● **Photo-based point labeling data**
— begin —

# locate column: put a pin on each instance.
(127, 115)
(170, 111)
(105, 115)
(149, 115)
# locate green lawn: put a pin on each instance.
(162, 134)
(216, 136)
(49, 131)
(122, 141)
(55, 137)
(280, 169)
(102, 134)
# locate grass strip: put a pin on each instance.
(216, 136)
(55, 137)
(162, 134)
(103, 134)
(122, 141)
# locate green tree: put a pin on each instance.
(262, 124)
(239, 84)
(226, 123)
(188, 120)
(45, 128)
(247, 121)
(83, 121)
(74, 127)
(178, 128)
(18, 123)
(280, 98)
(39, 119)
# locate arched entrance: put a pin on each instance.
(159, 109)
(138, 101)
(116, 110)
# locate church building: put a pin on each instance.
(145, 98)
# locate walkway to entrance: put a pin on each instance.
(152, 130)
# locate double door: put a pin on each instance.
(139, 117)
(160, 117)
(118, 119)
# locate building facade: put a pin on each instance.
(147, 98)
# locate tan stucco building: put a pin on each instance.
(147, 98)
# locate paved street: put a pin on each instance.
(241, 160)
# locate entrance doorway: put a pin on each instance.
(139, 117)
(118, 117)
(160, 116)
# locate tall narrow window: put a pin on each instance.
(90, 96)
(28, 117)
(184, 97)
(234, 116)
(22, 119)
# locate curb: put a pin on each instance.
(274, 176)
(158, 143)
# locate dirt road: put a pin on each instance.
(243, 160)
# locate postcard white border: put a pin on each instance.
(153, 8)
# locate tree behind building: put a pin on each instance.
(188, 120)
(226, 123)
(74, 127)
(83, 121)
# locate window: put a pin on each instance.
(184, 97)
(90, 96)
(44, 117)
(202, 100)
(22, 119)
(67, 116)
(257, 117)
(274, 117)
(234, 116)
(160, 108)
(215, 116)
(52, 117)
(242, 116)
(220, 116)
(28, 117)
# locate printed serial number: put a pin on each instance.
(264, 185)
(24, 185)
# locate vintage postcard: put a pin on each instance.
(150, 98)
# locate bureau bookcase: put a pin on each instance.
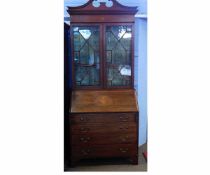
(103, 115)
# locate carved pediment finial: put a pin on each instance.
(97, 3)
(102, 7)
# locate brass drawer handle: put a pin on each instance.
(125, 128)
(124, 139)
(125, 150)
(124, 119)
(84, 129)
(84, 139)
(86, 152)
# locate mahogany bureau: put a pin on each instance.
(104, 117)
(104, 124)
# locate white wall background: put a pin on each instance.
(140, 57)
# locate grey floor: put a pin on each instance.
(112, 164)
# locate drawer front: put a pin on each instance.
(102, 118)
(105, 151)
(105, 139)
(121, 127)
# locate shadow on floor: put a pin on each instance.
(117, 164)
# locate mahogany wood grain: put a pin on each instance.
(119, 150)
(104, 139)
(103, 121)
(102, 118)
(104, 101)
(101, 128)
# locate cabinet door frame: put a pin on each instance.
(131, 86)
(74, 86)
(102, 54)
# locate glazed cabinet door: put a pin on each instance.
(86, 56)
(118, 56)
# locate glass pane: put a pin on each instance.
(118, 55)
(86, 56)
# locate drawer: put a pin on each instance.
(102, 118)
(105, 151)
(104, 128)
(104, 139)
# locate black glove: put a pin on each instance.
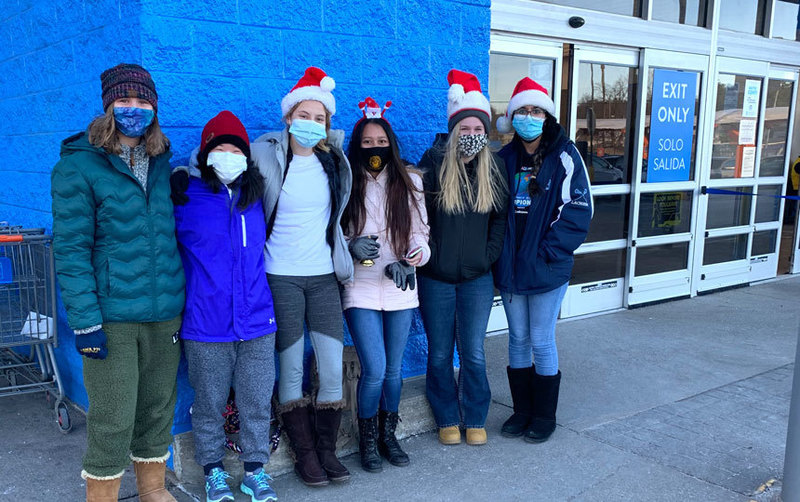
(364, 248)
(92, 344)
(402, 274)
(179, 183)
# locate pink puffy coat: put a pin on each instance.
(371, 289)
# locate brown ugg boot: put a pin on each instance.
(150, 481)
(102, 490)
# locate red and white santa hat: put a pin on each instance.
(526, 93)
(315, 85)
(466, 100)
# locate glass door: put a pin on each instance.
(602, 118)
(772, 177)
(665, 186)
(510, 59)
(727, 213)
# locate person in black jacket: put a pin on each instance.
(466, 203)
(548, 218)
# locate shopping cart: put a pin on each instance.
(28, 318)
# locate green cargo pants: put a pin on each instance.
(132, 395)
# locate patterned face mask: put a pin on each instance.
(470, 144)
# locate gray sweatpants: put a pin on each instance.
(248, 367)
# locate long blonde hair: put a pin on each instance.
(322, 146)
(103, 134)
(458, 194)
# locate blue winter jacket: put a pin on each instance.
(557, 223)
(222, 248)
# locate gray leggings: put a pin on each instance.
(316, 301)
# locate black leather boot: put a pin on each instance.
(519, 381)
(297, 424)
(368, 444)
(545, 402)
(327, 421)
(388, 446)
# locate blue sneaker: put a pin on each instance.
(217, 488)
(257, 486)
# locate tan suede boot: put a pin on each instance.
(150, 482)
(102, 490)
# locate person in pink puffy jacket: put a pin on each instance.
(386, 226)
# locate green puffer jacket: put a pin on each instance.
(115, 249)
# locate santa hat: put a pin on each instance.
(372, 110)
(224, 128)
(526, 93)
(315, 85)
(465, 99)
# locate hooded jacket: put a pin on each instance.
(114, 243)
(557, 223)
(463, 246)
(227, 295)
(270, 152)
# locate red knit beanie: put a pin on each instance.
(224, 128)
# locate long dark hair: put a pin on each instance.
(399, 190)
(551, 131)
(250, 183)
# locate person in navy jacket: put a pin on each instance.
(229, 325)
(549, 212)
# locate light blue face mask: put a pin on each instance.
(132, 121)
(529, 128)
(307, 132)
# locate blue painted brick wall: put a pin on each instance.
(241, 55)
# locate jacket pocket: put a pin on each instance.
(101, 278)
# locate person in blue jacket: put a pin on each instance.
(548, 218)
(229, 325)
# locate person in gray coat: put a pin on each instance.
(307, 182)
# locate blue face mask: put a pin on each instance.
(529, 128)
(132, 121)
(307, 132)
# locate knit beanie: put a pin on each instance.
(128, 80)
(465, 99)
(315, 85)
(527, 92)
(224, 128)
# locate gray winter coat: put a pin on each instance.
(270, 151)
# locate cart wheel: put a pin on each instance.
(62, 417)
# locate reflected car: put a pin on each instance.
(602, 172)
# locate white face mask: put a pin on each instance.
(228, 166)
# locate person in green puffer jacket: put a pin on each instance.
(122, 282)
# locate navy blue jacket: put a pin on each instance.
(557, 223)
(222, 248)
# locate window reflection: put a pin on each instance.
(691, 12)
(784, 23)
(610, 220)
(776, 127)
(606, 104)
(743, 15)
(735, 126)
(649, 107)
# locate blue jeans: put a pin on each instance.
(457, 314)
(532, 329)
(380, 339)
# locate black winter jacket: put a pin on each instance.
(463, 246)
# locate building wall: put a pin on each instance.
(241, 55)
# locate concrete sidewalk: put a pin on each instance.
(686, 400)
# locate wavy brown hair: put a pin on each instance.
(400, 191)
(103, 134)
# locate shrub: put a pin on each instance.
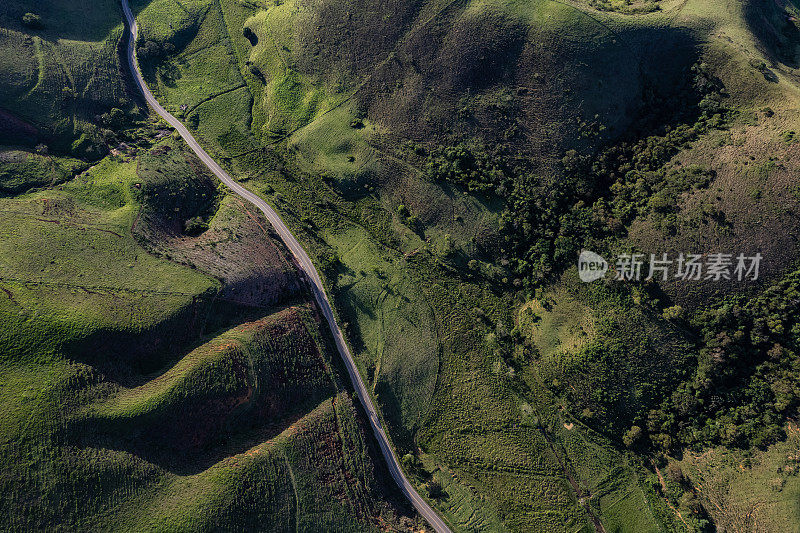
(33, 21)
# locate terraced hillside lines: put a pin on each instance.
(60, 76)
(313, 277)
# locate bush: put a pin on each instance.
(33, 21)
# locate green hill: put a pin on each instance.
(444, 162)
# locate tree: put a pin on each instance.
(673, 313)
(434, 488)
(33, 21)
(631, 436)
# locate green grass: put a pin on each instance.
(450, 378)
(21, 170)
(61, 77)
(120, 416)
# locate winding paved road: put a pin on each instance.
(308, 268)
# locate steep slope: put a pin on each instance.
(423, 151)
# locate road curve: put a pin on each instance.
(308, 268)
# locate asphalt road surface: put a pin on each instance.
(311, 274)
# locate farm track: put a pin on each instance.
(306, 265)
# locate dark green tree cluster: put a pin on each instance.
(548, 220)
(747, 379)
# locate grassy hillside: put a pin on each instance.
(446, 162)
(161, 366)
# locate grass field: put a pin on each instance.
(519, 398)
(128, 407)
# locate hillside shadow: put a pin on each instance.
(74, 20)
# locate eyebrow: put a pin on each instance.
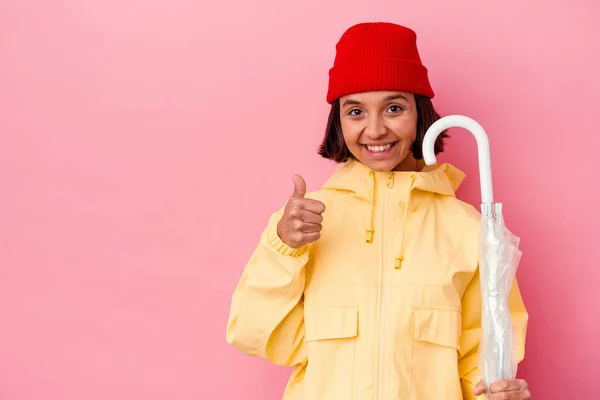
(351, 102)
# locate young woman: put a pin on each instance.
(369, 287)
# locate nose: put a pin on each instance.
(375, 127)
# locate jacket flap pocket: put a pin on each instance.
(441, 326)
(331, 322)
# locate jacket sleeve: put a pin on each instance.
(468, 364)
(267, 315)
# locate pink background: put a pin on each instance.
(143, 145)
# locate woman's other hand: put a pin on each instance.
(301, 221)
(512, 389)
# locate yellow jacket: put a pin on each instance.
(386, 305)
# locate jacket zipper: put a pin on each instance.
(382, 370)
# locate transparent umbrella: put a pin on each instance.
(498, 260)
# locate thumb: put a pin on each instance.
(299, 187)
(480, 388)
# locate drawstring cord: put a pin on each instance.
(370, 231)
(400, 256)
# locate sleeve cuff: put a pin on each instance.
(279, 245)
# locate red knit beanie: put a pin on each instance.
(377, 56)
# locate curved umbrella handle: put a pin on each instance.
(483, 149)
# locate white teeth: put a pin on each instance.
(379, 149)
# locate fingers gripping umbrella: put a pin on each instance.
(498, 259)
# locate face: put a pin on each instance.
(379, 129)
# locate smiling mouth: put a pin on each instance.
(380, 148)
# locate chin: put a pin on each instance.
(380, 165)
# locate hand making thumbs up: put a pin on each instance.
(301, 221)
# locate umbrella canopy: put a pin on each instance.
(498, 259)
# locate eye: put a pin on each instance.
(395, 108)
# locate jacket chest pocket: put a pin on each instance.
(434, 356)
(330, 334)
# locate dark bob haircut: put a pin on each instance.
(334, 147)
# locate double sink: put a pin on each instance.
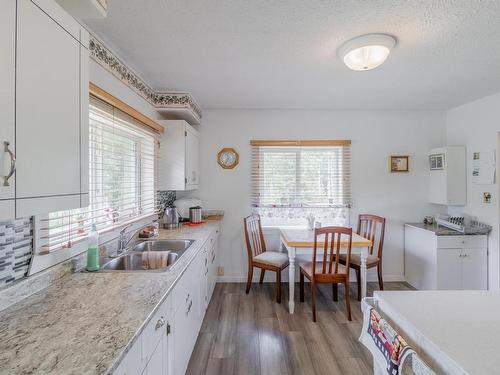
(132, 258)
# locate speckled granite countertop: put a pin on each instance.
(85, 322)
(439, 230)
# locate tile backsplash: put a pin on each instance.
(16, 244)
(165, 199)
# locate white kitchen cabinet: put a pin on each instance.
(7, 104)
(456, 262)
(168, 339)
(186, 318)
(474, 262)
(447, 180)
(179, 156)
(46, 109)
(155, 364)
(449, 271)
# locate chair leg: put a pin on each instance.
(358, 282)
(249, 278)
(380, 281)
(313, 300)
(278, 286)
(347, 300)
(262, 273)
(301, 287)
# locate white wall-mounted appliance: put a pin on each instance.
(448, 176)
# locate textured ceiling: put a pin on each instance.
(282, 53)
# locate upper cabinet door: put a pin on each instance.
(7, 100)
(48, 106)
(192, 159)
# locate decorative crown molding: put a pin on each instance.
(158, 99)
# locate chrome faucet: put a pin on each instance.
(122, 240)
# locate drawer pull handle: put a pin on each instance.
(160, 323)
(12, 163)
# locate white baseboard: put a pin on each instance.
(271, 278)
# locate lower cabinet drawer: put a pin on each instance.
(154, 330)
(131, 364)
(467, 241)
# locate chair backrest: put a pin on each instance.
(372, 227)
(331, 248)
(253, 236)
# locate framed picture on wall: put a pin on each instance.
(399, 163)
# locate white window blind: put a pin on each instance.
(122, 162)
(300, 177)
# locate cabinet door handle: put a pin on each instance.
(160, 323)
(12, 163)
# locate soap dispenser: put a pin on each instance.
(93, 250)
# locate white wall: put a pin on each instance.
(477, 125)
(375, 135)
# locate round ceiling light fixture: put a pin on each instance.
(366, 52)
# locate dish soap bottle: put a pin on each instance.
(93, 250)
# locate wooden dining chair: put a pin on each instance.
(372, 227)
(259, 257)
(329, 270)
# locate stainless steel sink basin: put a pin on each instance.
(132, 259)
(133, 262)
(163, 245)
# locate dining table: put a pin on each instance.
(300, 241)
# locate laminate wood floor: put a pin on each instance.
(252, 334)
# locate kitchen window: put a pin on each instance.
(122, 162)
(292, 179)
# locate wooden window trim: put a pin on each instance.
(318, 142)
(124, 107)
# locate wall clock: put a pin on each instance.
(228, 158)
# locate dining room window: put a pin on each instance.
(122, 162)
(292, 179)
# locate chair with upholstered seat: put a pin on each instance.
(328, 270)
(260, 257)
(371, 227)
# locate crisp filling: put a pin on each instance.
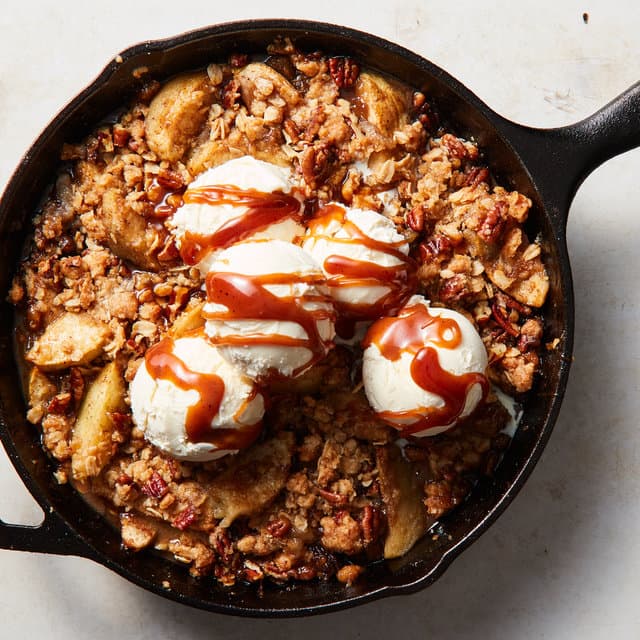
(205, 280)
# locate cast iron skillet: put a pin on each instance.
(546, 165)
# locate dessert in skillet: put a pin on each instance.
(268, 313)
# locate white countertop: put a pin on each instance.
(563, 561)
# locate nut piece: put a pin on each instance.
(70, 340)
(385, 103)
(93, 442)
(407, 518)
(344, 72)
(177, 114)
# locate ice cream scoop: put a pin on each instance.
(191, 403)
(424, 369)
(268, 308)
(241, 199)
(364, 258)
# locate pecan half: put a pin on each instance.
(344, 71)
(155, 487)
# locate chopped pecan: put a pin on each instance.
(475, 176)
(333, 498)
(155, 487)
(238, 60)
(120, 136)
(454, 289)
(185, 518)
(170, 179)
(344, 71)
(292, 130)
(454, 146)
(315, 163)
(125, 479)
(415, 219)
(437, 247)
(280, 527)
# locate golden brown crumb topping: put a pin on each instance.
(325, 490)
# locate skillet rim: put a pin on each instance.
(294, 27)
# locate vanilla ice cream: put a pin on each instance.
(424, 369)
(191, 403)
(268, 309)
(364, 259)
(240, 199)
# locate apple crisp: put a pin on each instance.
(327, 488)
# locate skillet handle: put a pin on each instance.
(560, 159)
(51, 536)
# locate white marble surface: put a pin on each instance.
(562, 562)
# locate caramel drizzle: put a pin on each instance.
(247, 298)
(409, 332)
(163, 364)
(344, 272)
(263, 210)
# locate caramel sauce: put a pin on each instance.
(343, 272)
(263, 210)
(409, 333)
(163, 364)
(246, 297)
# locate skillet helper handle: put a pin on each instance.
(561, 158)
(51, 536)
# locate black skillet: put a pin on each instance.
(547, 165)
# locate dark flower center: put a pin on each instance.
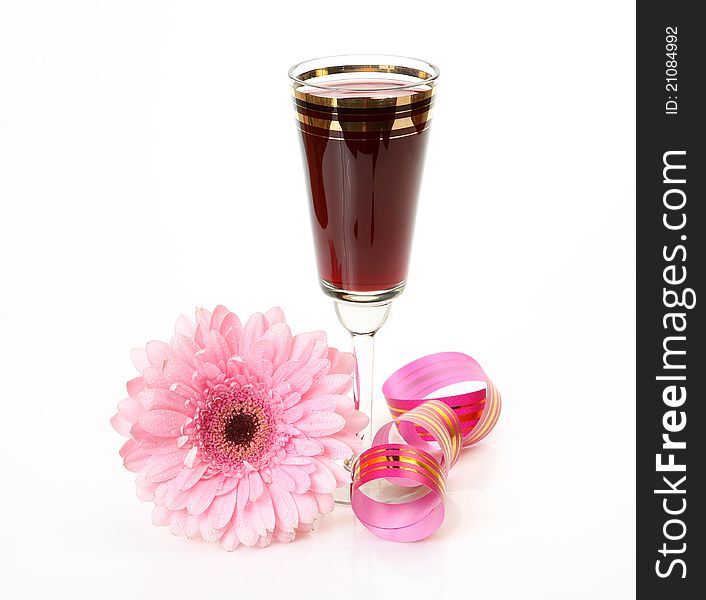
(240, 428)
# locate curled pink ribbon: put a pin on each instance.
(434, 432)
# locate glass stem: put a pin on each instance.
(362, 320)
(364, 352)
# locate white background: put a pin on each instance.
(135, 186)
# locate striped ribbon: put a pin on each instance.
(435, 431)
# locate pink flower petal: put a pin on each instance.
(300, 383)
(326, 403)
(203, 318)
(127, 447)
(159, 445)
(165, 467)
(251, 515)
(280, 337)
(178, 522)
(187, 478)
(154, 398)
(139, 359)
(234, 338)
(191, 527)
(160, 515)
(146, 494)
(290, 400)
(162, 422)
(185, 348)
(335, 448)
(254, 329)
(229, 539)
(267, 511)
(243, 493)
(344, 404)
(342, 476)
(184, 326)
(322, 480)
(154, 378)
(207, 532)
(274, 316)
(219, 314)
(337, 383)
(244, 527)
(320, 423)
(325, 503)
(320, 350)
(135, 386)
(229, 484)
(286, 370)
(283, 536)
(121, 425)
(341, 362)
(306, 446)
(302, 345)
(356, 421)
(286, 517)
(300, 477)
(175, 499)
(282, 479)
(135, 460)
(293, 414)
(201, 495)
(177, 370)
(256, 486)
(157, 353)
(221, 511)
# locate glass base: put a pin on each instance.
(362, 297)
(342, 495)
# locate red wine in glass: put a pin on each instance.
(364, 158)
(364, 122)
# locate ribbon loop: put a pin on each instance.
(431, 428)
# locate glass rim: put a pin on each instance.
(372, 63)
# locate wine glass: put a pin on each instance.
(364, 123)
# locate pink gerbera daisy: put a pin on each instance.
(234, 431)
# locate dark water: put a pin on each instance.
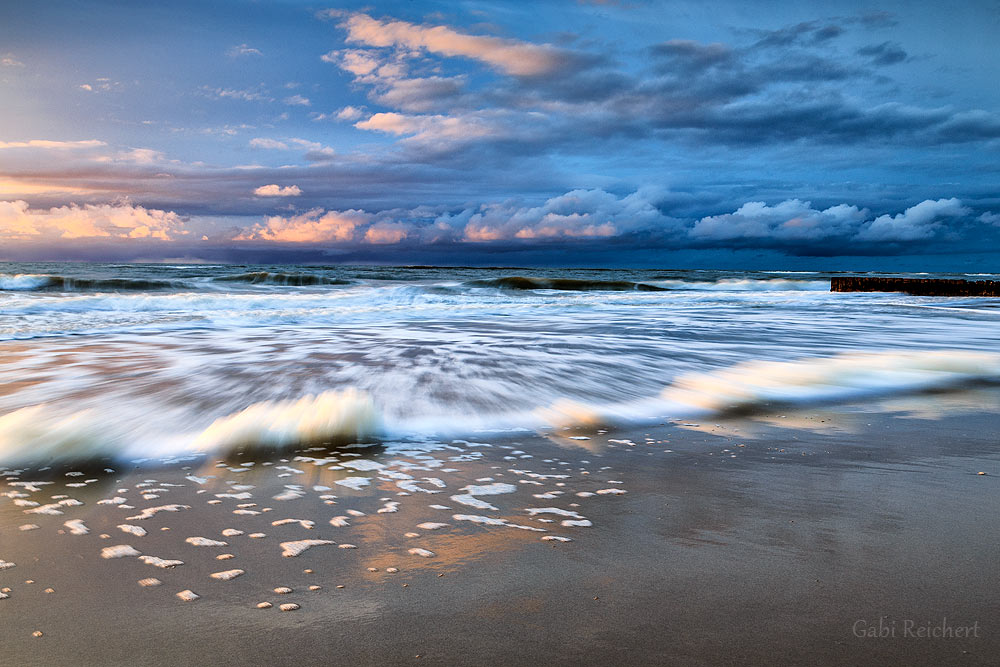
(149, 360)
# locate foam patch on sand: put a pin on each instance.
(205, 542)
(119, 551)
(76, 527)
(227, 574)
(296, 547)
(471, 491)
(150, 512)
(163, 563)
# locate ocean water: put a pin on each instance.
(160, 361)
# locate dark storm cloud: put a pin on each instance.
(886, 53)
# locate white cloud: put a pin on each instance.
(257, 93)
(386, 232)
(58, 145)
(315, 226)
(243, 50)
(349, 113)
(108, 221)
(436, 129)
(791, 219)
(579, 213)
(274, 190)
(795, 220)
(271, 144)
(917, 222)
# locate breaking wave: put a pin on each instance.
(33, 282)
(37, 434)
(564, 284)
(284, 279)
(749, 285)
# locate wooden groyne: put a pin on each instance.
(916, 286)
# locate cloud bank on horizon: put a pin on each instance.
(461, 131)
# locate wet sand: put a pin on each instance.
(763, 539)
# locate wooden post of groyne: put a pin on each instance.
(916, 286)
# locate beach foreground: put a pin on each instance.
(771, 538)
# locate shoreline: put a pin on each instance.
(824, 518)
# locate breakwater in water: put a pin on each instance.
(916, 286)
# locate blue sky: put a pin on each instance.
(610, 133)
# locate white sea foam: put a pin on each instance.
(205, 542)
(77, 527)
(423, 553)
(296, 547)
(329, 415)
(162, 563)
(150, 512)
(119, 551)
(24, 281)
(227, 574)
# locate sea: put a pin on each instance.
(157, 362)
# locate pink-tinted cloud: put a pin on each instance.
(315, 226)
(274, 190)
(105, 221)
(509, 56)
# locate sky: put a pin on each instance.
(729, 134)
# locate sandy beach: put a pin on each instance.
(769, 538)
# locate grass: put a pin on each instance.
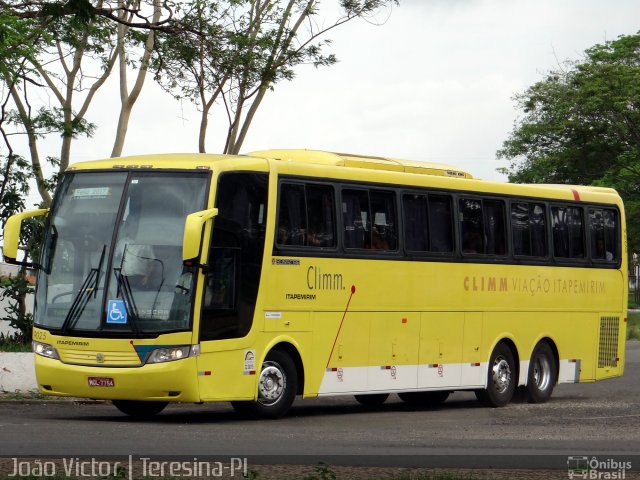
(8, 344)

— end —

● **Short exercise**
Look above for the line containing "# locate wooden post"; output that line and all lines after it through the last one exactly, without the pictures.

● **Exercise solution**
# locate wooden post of groyne: put a pin on each instance.
(916, 286)
# locate beach foreground: put a pin on each instance.
(771, 538)
# locate shoreline: put a pin on each instance.
(824, 518)
# locate breakwater in water: put a pin on each instance.
(916, 286)
# locate blue sky: put a pin on each instance.
(610, 133)
# locate white sea foam: put a pin on each instance.
(205, 542)
(77, 527)
(423, 553)
(296, 547)
(329, 415)
(162, 563)
(150, 512)
(119, 551)
(24, 281)
(227, 574)
# locate sea: put a pin on each instance.
(157, 362)
# locate pink-tinted cloud: put a pin on each instance.
(315, 226)
(274, 190)
(105, 221)
(509, 56)
# locate sky: put a pin on each instance.
(729, 134)
# locate sandy beach: put a pin on each instance.
(769, 538)
# locate grass: put a pin on each instance.
(8, 344)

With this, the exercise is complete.